» Text
[Start of Attachment]

IVDD General Care
Treatment Protocols for IVDD
There are many options for dachshunds afflicted with IVDD. While no guide can be completely comprehensive, this page of the DRBC Site reviews those treatment methods most commonly used by the veterinarians that support DRBC. You should have a full discussion with your veterinarian concerning the options available for your doxie.
The table or menu shown below will guide you through the various options.
DRBC IVDD General Exam
The general exam is an important starting point for the complete evaluation of IVDD. Loss of motor function may not be the only problem present and failure to correctly evaluate the entire physical picture can lead to complications at a later point. Here is what to expect:
It is important that we confirm that this is a healthy animal with our veterinarian. During the exam, our veterinarians conduct a head-to-toe exam. It is important that the heart and lungs be cleared should surgery be required. Additionally, some medications are contraindicated when heart disease is present. It is also not uncommon for IVDD animals to develop pneumonia due to a weakened immune system and this requires immediate treatment with or without surgery as an option.
Note: DRBC does not allow for the bending of the neck or twisting of the head or limbs as part of the exam. Identifying IVDD should be done with an examination of the individual vertebra with a gentle touch to identify the affected area and by squeezing the pads and limbs for deep pain. No need to worsen the situation with odd twisting or contorting. We stop anyone trying to evaluate our dogs using rough techniques.
Testing of Blood and Urine
So much of what an animal is going through physically is reflected in their bodily fluids that it is an excellent means of determining what problems are present in your doxie. Many doxies develop urinary tract infections early in the IVDD cycle due to incomplete emptying of the bladder and weakened immune system. This compromise of the immune system needs to be addressed quickly with proper medication to avoid additional problems for your doxie during this time.

[End of Attachment]

» Provided data

[Start of Attachment]

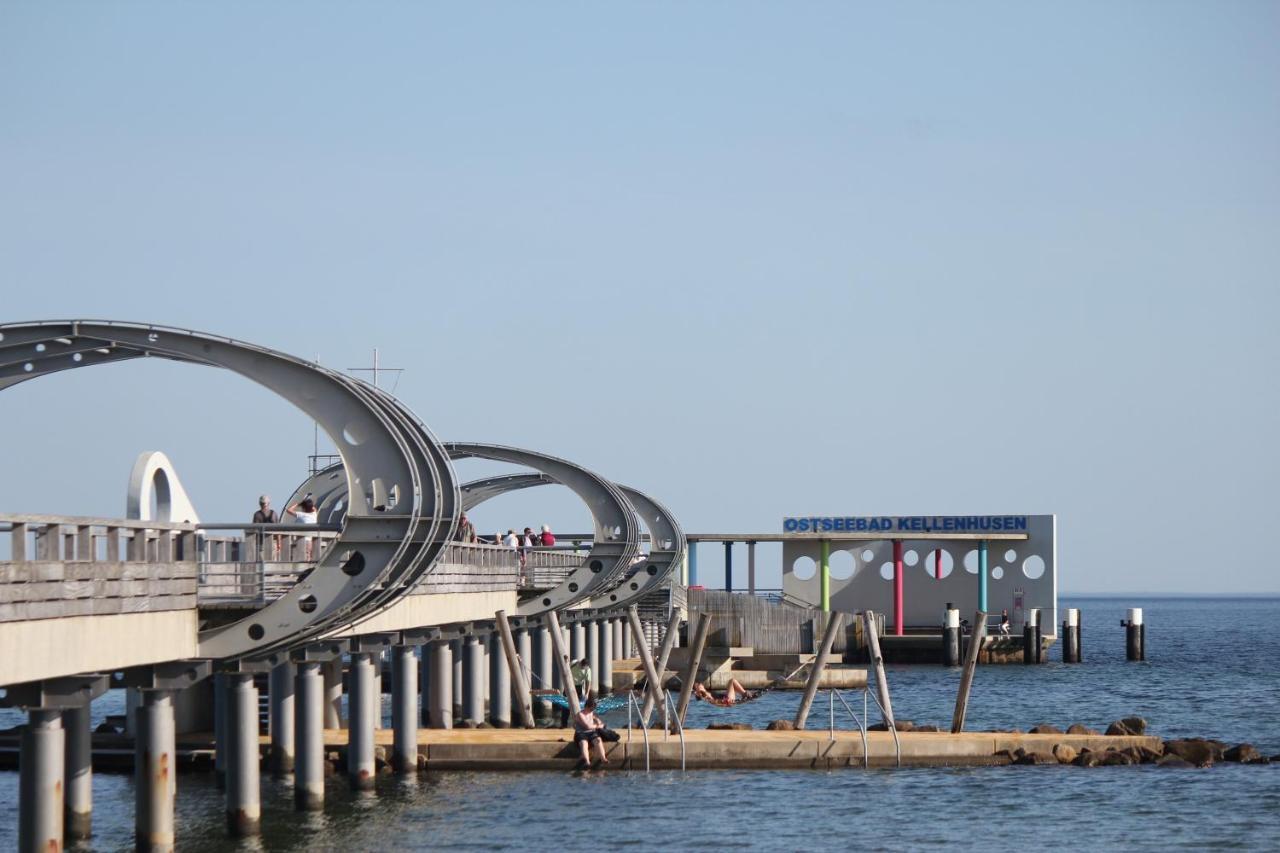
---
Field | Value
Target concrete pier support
[511,628,534,721]
[449,639,467,720]
[530,628,556,719]
[227,672,262,838]
[323,656,347,729]
[489,631,511,729]
[462,637,489,725]
[347,652,376,790]
[133,690,176,853]
[426,640,453,729]
[392,646,417,774]
[18,708,65,853]
[585,619,603,694]
[268,661,296,779]
[212,672,227,790]
[63,702,93,843]
[293,661,328,812]
[596,619,616,695]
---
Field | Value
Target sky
[0,0,1280,593]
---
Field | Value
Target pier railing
[0,514,197,622]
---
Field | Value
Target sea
[0,596,1280,853]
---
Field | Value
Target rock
[1222,743,1262,765]
[1165,738,1226,767]
[1107,717,1147,735]
[1102,749,1138,767]
[1156,756,1196,767]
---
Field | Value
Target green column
[818,539,831,612]
[974,542,987,612]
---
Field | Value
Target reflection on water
[0,599,1280,850]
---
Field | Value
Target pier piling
[135,690,176,853]
[18,708,65,853]
[1062,607,1082,663]
[942,607,960,666]
[426,640,453,729]
[951,610,987,734]
[227,672,261,838]
[1120,607,1147,661]
[63,702,93,841]
[347,652,376,790]
[293,661,328,812]
[795,612,845,729]
[268,661,294,779]
[392,646,419,774]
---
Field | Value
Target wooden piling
[951,610,987,734]
[795,612,845,729]
[547,610,582,716]
[863,611,896,729]
[494,610,534,729]
[676,613,712,725]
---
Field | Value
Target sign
[782,515,1027,533]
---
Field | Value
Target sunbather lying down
[694,679,755,706]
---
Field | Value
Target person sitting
[573,695,609,767]
[694,679,755,706]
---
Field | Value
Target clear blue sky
[0,0,1280,593]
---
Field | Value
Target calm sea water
[0,597,1280,850]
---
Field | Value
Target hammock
[535,693,627,713]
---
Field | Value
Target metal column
[392,646,417,774]
[133,690,176,852]
[63,702,93,841]
[268,661,294,779]
[347,652,376,790]
[428,640,453,729]
[293,661,328,811]
[18,708,65,853]
[489,631,511,729]
[227,672,262,838]
[598,619,617,695]
[462,637,489,725]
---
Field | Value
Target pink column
[893,539,902,637]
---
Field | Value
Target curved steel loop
[444,442,640,616]
[588,485,686,610]
[0,320,457,658]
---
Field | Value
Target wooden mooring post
[951,610,987,734]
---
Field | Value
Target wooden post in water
[676,613,712,725]
[494,610,534,729]
[627,605,666,707]
[547,610,581,716]
[951,610,987,734]
[640,610,680,722]
[863,610,896,729]
[795,612,845,729]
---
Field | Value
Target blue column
[974,542,987,612]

[End of Attachment]

» Questions on the material
#1 Do these statements agree with the IVDD care text above? Answer yes or no for each, quoting the words of the text that decide it.
(a) DRBC permits bending the dog's neck as part of the exam.
(b) Pneumonia is not unusual in IVDD animals.
(c) Certain medications should not be used when heart disease is present.
#2 According to the IVDD care text above, why do many doxies develop urinary tract infections early in the IVDD cycle?
#3 Pick up the IVDD care text above from its last sentence and carry it on.

» Answers to the tasks
#1
(a) No: "DRBC does not allow for the bending of the neck or twisting of the head or limbs as part of the exam."
(b) Yes: "It is also not uncommon for IVDD animals to develop pneumonia due to a weakened immune system"
(c) Yes: "some medications are contraindicated when heart disease is present."

#2 Because of incomplete emptying of the bladder and a weakened immune system.

#3
Often, your veterinarian will perform a Urine Analysis (UA) with culture and sensitivity. These specific tests on your doxie’s urine will give a profile for pH, infection, concentration, and many other urinary items. Additionally, the culture will show which bacteria are present in the urine while the sensitivity will indicate which medications will be most effective in eliminating the bacteria. Your veterinarian may perform a UA alone, a combination of the tests mentioned, or all three. An older doxie may also have their urine tested with an ERD or Early Renal Detection test. This test will indicate the overall health of the doxie’s kidneys and will provide an early warning of renal disease.
Having defined a sound medical base, it is now time to decide if surgery is an option or if a conservative or medical path would be more appropriate. Both contain risks and all must be considered for the treatment and long-term recovery of the dog.
- There are no 'over-the-counter' fixes for IVDD. Please consult a qualified veterinarian before using any medications or OTC products with your dachshund.
- The information offered herein is for informational and educational and purposes only. Seek the timely care of a licensed veterinarian or veterinary surgeon if you believe your dog is exhibiting any of the signs or symptoms of IVDD. This website does not seek to diagnose or treat IVDD.